◆ **TEXT**:
########

Seeing what the outcome of the PS3 Crack causes with a already admitted 70M users affected by their Data being accessed. Got to love Sony here advising their users to change their Passwords. :D Col

b4real
b4real

I'm still waiting for their official response. I'm really curious to the story!

jhinkle
jhinkle

I'm still a little lost on what cloud computing is, as far as I can tell it's no different than the years I spent managing 3rd party servers in a colo rack except you're not actually paying for the server. You're just paying someone else to have a virtual machine and/or services to access over the internet on their equipment. One of the biggest problems we ran into with this kind of work is that the customer is focused on their server and services, while you as the group housing the equipment are only concerned with their equipment having power and good up time. When a problem actually occurs it creates a lot of overhead and billable hours to understand what the customer is actually doing and what needs to be done to fix it. In a lot of cases even your more tech savvy customers (and I'm assuming that cloud computing will draw more IT people) don't really know what's going on with their data or how it's actually managed and won't look at it until something goes wrong. Under no circumstance should you expect anyone other than yourself and your IT staff to care about what your data is and what it does, the focus of these groups will be solely on managing virtual machines and services, everything else is user responsibility. There are probably some instances where having your data colo'd somewhere else will save money and time but I believe that ultimately you as the Admin of your network and equipment are responsible for your data. You should manage your own equipment w/service contracts, make regular backups and verify they're working on a scheduled basis, and regularly review your equipment and cycle it out when it reaches a pre-determined end of life period (where possible, budgets are always tight). No matter how much money and rack space you may save by colocating your data and equipment you are handing over control of your responsibilities to someone else and creating more overhead for problem resolution and systems integration.

########

[Recorded data]
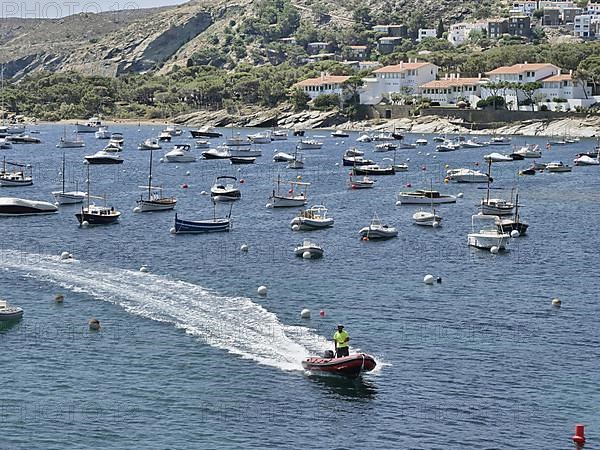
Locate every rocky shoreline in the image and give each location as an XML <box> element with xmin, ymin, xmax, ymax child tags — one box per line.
<box><xmin>174</xmin><ymin>108</ymin><xmax>600</xmax><ymax>138</ymax></box>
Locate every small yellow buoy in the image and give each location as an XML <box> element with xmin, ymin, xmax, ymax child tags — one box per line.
<box><xmin>88</xmin><ymin>318</ymin><xmax>100</xmax><ymax>331</ymax></box>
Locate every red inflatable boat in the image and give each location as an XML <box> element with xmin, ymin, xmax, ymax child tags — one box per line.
<box><xmin>302</xmin><ymin>353</ymin><xmax>377</xmax><ymax>378</ymax></box>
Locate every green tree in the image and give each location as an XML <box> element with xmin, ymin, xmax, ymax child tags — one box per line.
<box><xmin>435</xmin><ymin>17</ymin><xmax>446</xmax><ymax>39</ymax></box>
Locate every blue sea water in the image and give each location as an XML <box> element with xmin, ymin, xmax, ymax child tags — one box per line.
<box><xmin>0</xmin><ymin>125</ymin><xmax>600</xmax><ymax>449</ymax></box>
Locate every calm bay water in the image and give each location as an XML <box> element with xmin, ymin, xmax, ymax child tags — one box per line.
<box><xmin>0</xmin><ymin>126</ymin><xmax>600</xmax><ymax>449</ymax></box>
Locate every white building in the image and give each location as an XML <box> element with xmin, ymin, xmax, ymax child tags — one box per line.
<box><xmin>360</xmin><ymin>59</ymin><xmax>439</xmax><ymax>105</ymax></box>
<box><xmin>573</xmin><ymin>14</ymin><xmax>596</xmax><ymax>39</ymax></box>
<box><xmin>294</xmin><ymin>73</ymin><xmax>350</xmax><ymax>100</ymax></box>
<box><xmin>421</xmin><ymin>74</ymin><xmax>481</xmax><ymax>106</ymax></box>
<box><xmin>538</xmin><ymin>0</ymin><xmax>577</xmax><ymax>14</ymax></box>
<box><xmin>417</xmin><ymin>28</ymin><xmax>437</xmax><ymax>42</ymax></box>
<box><xmin>587</xmin><ymin>0</ymin><xmax>600</xmax><ymax>15</ymax></box>
<box><xmin>538</xmin><ymin>73</ymin><xmax>596</xmax><ymax>110</ymax></box>
<box><xmin>448</xmin><ymin>22</ymin><xmax>487</xmax><ymax>46</ymax></box>
<box><xmin>481</xmin><ymin>62</ymin><xmax>560</xmax><ymax>109</ymax></box>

########

◆ **PROBLEMS**:
1/ From the forum thread, output the passage from "Seeing what the" to "to the story!" without any changes.
2/ According to the forum thread, what did Sony advise its users to do?
3/ Condense the paragraph of the forum thread that begins "I'm still a little lost on what cloud computing is" into a bulleted list that keeps its main points.

◆ **SOLVED TASKS**:
1/
Seeing what the outcome of the PS3 Crack causes with a already admitted 70M users affected by their Data being accessed. Got to love Sony here advising their users to change their Passwords. :D Col

b4real
b4real

I'm still waiting for their official response. I'm really curious to the story!

2/ Change their passwords.

3/
- Cloud computing seems no different from managing third-party servers in a colo rack, except that the customer pays someone else for a virtual machine and/or services on their equipment rather than for the server.
- The customer focuses on its servers and services, while the host cares only about power and good uptime for the equipment.
- When a problem occurs, understanding what the customer is doing and how to fix it creates much overhead and many billable hours.
- Even tech-savvy customers often do not know how their data is managed and look at it only when something goes wrong.
- Only you and your IT staff will care about your data; the host manages virtual machines and services, and everything else is the user's responsibility.
- Colocating data may sometimes save money and time, but the admin remains responsible for the data.
- Admins should manage their own equipment with service contracts, make regular backups and verify them on a schedule, and review and retire equipment at a set end-of-life point where the budget allows.
- Colocation hands your responsibilities to someone else and adds overhead for problem resolution and systems integration.